Aim of the task:
Output exactly the line that includes "the rocky cliff;" and all the lines after it through the end of the listing below, and nothing more.

Information supplied:
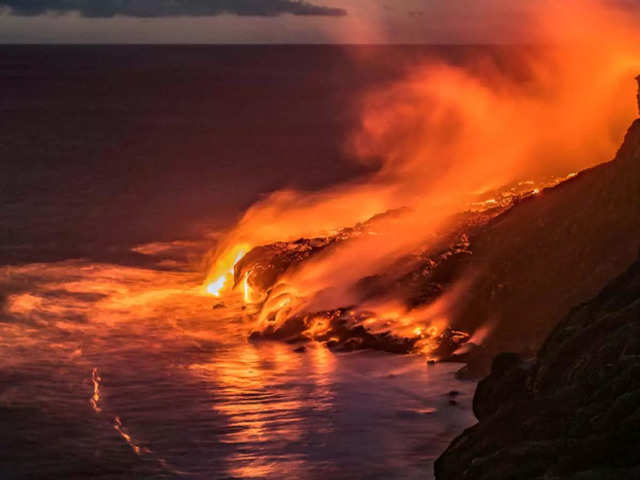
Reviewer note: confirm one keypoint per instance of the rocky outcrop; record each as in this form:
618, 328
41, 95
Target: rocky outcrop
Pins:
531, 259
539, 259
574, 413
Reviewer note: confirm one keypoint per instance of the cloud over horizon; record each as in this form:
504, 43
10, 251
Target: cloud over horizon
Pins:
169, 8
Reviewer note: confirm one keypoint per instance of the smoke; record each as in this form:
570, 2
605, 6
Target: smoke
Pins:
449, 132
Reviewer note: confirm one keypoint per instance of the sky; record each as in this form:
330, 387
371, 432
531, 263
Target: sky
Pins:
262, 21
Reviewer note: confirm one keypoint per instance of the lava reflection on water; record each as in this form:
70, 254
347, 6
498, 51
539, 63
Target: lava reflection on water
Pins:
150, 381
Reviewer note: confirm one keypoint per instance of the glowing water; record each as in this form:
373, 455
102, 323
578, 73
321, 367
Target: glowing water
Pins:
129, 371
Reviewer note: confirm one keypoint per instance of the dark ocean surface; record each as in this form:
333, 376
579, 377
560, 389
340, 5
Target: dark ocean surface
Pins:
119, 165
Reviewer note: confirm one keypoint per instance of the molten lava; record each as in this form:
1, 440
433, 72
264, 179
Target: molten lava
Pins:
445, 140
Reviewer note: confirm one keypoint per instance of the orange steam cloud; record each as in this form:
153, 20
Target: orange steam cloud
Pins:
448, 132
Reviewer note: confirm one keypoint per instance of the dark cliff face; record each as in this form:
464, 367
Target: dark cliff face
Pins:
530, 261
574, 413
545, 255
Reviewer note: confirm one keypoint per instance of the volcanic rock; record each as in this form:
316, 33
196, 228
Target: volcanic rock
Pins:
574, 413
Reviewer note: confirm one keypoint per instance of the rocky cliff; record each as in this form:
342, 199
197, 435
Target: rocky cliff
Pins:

Result of this task:
Reviewer note: confirm one keypoint per instance of the rocky cliff; record each as in this form:
342, 199
197, 435
Target: rocky cliff
Pins:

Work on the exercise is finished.